In the article below on Donald Cook's first year as executive director, why did he make improving campus morale his administration's main focus this year? Answer in one to three sentences.

Text block -
•••••
Cook reflects on his first year as executive director


Iris Xue

MSMS Executive Director Donald Cook sits at his desk. Cook’s plan for MSMS’ future, dubbed “MSMS 2.0,” focuses on securing new facilities, revisiting curricula and making the school as innovative as possible.

Iris Xue, Staff Writer

After serving his first year as MSMS executive director, Donald Cook reflected on the process of adapting to his position, conquering various challenges in his administration and leading the future of MSMS in his vision of “MSMS 2.0.” 

The Mississippi State Board of Education voted for Cook to become the MSMS executive director on April 21, 2022, and he began his position on June 1. Cook’s primary duties currently include overseeing all operations and activities at MSMS, coordinating future planning and policies and directing financial, personnel, academic, admissions and student services departments.  

Cook graduated from MSMS in the inaugural class of 1990. He later received a bachelor’s degree in psychology and pre-medicine from Mississippi State University in 1994, a master’s in science education from Mississippi College in 1997 and a doctorate in education from Liberty University in 2018.    

Cook said he decided to come back to MSMS and serve the current school community because he loved his time as an MSMS student. He also said he enjoyed his previous experience returning to MSMS to serve in a variety of roles, from teaching biology and chemistry to overseeing the residence halls as a resident hall advisor and later as assistant resident hall director.  

Reflecting on his first year in his current position, Cook said he believes surviving the difficulty of his position has been one of his major successes, and his administrative assistants have been integral to his process of acclimating to MSMS. 

“When I arrived, no one in my office knew how [my position] typically runs, as the longtime Senior Executive Assistant left last February, and her replacement left the week before I arrived on June 1,” Cook said. “Our administrative assistants are crucial staff members, and I appreciate Kellie King and Amy Elsmore in my office for stepping up.” 

Cook said the primary focus for his administration this year was improving morale across campus. 

“There was some turnover in the staff and, of course, the pandemic was stressful, so I recognized we need to focus on what a wonderful place MSMS is and how privileged we are to work here,” he said.

Cook said another major challenge was balancing the MDE’s changes for the school with his own vision of MSMS.  

“I have big dreams for MSMS, and sometimes a large organization like MDE moves slowly. At one point I was told to ‘cool my heels,’ but I want to keep moving forward to make us better for the future. 

“Another challenge is the fact I’m an introvert and don’t get to know students and staff as much as I’d like, but I do have [everyone] in mind when I’m presented with challenges,” Cook said. “Even if I don’t know [everyone] well as individuals, I’m working for the collective body to make things better any way I can.” 

However, through the process of adapting to his role, Cook said the biggest goal the MSMS administration has accomplished is receiving an increase in funding.
•••••
Supplied entries -
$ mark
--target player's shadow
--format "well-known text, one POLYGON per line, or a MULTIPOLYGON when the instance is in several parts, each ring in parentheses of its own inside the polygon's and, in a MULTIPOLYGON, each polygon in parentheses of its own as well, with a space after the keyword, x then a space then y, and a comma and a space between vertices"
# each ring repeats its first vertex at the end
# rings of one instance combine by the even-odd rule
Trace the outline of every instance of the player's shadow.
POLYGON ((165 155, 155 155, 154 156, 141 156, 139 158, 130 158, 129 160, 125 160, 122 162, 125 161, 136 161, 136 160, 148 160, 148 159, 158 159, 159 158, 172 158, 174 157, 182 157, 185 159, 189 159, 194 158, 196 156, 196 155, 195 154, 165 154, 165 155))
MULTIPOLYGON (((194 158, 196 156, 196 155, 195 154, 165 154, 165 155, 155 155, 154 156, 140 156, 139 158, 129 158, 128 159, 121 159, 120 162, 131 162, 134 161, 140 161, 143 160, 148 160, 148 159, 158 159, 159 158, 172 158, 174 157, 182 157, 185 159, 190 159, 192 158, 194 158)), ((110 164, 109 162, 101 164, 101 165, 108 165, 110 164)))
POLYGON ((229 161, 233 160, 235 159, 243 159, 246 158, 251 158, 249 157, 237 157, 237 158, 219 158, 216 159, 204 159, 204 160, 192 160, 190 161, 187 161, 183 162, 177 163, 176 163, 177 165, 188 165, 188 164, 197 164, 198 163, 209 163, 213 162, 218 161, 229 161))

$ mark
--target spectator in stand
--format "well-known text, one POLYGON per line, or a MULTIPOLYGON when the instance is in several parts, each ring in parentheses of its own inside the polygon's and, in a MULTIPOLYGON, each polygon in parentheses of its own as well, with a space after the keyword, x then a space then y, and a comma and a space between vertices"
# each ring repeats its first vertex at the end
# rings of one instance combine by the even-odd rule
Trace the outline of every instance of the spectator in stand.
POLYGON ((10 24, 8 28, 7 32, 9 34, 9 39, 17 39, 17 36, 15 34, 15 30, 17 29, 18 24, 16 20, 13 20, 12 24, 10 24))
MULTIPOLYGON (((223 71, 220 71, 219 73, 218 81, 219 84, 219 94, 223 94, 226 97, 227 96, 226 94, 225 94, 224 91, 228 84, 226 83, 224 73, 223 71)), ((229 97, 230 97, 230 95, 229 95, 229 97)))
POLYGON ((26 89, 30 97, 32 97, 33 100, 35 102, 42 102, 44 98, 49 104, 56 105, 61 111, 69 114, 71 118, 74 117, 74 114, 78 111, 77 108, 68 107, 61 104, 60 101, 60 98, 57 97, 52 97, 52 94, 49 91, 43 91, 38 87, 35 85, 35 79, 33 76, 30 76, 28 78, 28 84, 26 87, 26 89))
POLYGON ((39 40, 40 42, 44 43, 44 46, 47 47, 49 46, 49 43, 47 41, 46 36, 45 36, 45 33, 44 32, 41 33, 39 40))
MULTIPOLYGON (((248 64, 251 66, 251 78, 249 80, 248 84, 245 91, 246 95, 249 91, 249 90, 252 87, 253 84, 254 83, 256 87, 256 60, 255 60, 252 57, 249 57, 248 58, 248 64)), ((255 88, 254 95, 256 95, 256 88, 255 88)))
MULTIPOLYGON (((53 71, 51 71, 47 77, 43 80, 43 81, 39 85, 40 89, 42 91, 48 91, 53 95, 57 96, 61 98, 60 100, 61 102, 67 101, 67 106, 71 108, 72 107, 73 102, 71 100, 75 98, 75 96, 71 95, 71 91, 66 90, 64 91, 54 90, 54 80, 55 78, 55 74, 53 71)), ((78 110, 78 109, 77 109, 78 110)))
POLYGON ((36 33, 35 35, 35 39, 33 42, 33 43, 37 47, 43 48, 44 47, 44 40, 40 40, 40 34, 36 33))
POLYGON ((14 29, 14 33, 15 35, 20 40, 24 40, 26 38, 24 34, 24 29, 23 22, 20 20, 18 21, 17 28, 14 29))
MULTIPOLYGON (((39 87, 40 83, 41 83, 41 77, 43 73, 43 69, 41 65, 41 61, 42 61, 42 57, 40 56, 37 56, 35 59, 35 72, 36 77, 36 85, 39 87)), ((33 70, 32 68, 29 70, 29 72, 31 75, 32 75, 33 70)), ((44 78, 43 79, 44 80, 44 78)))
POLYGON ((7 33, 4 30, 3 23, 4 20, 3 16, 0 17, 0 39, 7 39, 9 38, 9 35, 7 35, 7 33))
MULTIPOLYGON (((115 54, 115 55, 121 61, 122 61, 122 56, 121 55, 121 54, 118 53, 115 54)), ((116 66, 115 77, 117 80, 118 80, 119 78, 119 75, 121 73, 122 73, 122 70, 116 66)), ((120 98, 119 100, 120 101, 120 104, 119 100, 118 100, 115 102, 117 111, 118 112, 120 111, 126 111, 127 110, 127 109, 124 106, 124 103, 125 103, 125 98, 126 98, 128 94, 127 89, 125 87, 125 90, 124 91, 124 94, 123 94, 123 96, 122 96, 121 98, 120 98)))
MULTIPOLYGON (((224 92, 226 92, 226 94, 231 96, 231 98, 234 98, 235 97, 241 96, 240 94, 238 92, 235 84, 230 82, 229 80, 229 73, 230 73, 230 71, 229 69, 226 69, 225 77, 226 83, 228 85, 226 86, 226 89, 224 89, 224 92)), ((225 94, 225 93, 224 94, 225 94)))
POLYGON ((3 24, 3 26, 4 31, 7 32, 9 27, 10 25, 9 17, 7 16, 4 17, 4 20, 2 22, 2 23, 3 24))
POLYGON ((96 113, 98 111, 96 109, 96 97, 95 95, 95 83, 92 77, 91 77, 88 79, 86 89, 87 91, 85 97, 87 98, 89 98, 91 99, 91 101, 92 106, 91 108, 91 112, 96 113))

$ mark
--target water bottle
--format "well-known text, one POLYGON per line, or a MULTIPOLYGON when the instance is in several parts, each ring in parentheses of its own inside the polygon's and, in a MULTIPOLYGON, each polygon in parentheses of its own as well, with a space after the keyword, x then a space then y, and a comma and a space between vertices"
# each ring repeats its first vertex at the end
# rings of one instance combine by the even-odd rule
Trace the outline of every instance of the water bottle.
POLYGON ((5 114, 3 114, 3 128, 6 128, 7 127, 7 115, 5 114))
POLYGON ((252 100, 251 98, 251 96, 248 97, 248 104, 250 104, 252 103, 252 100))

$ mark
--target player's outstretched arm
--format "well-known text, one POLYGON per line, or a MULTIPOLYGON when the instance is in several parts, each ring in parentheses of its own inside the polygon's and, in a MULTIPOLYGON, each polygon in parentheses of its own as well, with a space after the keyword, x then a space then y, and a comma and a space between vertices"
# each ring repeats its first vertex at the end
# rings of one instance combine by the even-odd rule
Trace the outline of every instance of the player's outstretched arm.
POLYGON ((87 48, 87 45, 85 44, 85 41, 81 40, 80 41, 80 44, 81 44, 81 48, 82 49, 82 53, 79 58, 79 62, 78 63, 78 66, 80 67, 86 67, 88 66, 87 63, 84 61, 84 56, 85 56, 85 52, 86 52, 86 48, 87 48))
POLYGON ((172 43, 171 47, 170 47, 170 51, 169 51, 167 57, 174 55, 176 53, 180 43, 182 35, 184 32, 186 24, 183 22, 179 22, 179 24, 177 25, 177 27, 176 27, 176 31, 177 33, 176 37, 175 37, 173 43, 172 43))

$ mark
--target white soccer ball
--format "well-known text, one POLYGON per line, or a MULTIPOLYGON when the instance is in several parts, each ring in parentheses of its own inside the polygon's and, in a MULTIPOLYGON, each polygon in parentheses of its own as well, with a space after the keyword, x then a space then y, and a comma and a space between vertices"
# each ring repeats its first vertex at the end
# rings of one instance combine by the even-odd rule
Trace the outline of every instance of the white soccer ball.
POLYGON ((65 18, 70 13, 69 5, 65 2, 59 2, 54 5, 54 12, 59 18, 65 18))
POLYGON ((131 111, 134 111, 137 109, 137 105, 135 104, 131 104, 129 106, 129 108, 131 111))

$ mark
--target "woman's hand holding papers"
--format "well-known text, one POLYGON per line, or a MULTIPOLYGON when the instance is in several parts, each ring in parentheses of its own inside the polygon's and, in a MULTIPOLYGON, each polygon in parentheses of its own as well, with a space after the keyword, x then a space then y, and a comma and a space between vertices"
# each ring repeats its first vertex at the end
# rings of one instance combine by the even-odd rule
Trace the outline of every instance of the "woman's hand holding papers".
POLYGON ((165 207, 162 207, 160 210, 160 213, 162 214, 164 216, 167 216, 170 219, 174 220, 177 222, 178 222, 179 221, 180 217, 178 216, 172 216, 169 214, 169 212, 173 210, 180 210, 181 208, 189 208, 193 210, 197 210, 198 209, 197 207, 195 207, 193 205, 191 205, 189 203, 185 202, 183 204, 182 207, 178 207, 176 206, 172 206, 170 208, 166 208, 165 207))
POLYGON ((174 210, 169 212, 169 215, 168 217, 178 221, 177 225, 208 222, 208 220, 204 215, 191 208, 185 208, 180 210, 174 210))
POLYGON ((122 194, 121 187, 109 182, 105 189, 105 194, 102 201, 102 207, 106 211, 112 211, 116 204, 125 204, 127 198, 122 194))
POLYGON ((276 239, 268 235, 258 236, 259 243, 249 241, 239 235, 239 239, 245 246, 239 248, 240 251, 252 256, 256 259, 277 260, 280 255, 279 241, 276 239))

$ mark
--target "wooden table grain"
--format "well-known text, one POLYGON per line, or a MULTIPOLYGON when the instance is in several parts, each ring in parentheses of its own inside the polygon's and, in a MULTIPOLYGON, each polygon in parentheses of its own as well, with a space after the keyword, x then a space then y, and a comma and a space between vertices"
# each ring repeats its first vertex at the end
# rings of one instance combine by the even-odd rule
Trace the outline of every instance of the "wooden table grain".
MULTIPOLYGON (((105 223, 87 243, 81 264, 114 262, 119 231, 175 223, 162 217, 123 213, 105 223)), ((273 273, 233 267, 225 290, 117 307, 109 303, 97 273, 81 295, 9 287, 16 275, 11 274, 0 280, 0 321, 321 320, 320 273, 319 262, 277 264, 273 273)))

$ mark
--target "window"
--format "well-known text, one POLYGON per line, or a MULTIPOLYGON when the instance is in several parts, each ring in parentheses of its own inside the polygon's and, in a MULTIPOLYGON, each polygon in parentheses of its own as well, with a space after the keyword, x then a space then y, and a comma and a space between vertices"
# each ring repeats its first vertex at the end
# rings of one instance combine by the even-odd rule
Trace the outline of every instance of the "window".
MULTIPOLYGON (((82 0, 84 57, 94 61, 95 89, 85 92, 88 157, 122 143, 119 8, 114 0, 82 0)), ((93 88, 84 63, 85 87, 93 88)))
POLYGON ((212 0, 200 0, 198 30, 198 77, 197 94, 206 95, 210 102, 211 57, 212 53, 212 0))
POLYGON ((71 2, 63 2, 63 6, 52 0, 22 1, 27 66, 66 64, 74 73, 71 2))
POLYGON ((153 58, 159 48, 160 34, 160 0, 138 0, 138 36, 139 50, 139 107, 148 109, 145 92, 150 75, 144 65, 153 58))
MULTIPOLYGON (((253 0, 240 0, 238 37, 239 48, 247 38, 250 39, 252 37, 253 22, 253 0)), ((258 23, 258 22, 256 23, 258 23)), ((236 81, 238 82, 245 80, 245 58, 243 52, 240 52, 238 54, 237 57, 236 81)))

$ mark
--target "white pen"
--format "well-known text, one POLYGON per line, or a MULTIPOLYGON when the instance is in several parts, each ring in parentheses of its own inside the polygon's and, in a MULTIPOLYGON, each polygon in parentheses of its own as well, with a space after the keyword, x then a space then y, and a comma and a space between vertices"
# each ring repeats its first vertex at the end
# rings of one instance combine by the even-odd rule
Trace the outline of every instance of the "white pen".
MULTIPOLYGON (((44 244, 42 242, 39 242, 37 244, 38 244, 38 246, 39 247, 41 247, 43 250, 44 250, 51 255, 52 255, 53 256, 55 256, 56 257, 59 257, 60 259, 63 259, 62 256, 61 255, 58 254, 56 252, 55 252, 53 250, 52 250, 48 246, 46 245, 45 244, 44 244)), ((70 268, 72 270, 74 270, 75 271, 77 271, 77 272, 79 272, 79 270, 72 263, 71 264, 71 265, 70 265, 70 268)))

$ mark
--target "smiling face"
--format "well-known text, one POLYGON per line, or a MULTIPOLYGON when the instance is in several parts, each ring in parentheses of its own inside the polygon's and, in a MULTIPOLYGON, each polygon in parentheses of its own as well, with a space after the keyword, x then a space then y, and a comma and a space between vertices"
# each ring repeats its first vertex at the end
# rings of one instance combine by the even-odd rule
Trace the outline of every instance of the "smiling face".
•••••
Output for this exercise - Cook said there had been some staff turnover and the pandemic had been stressful. He therefore saw a need to focus on what a wonderful place MSMS is and how privileged they are to work there.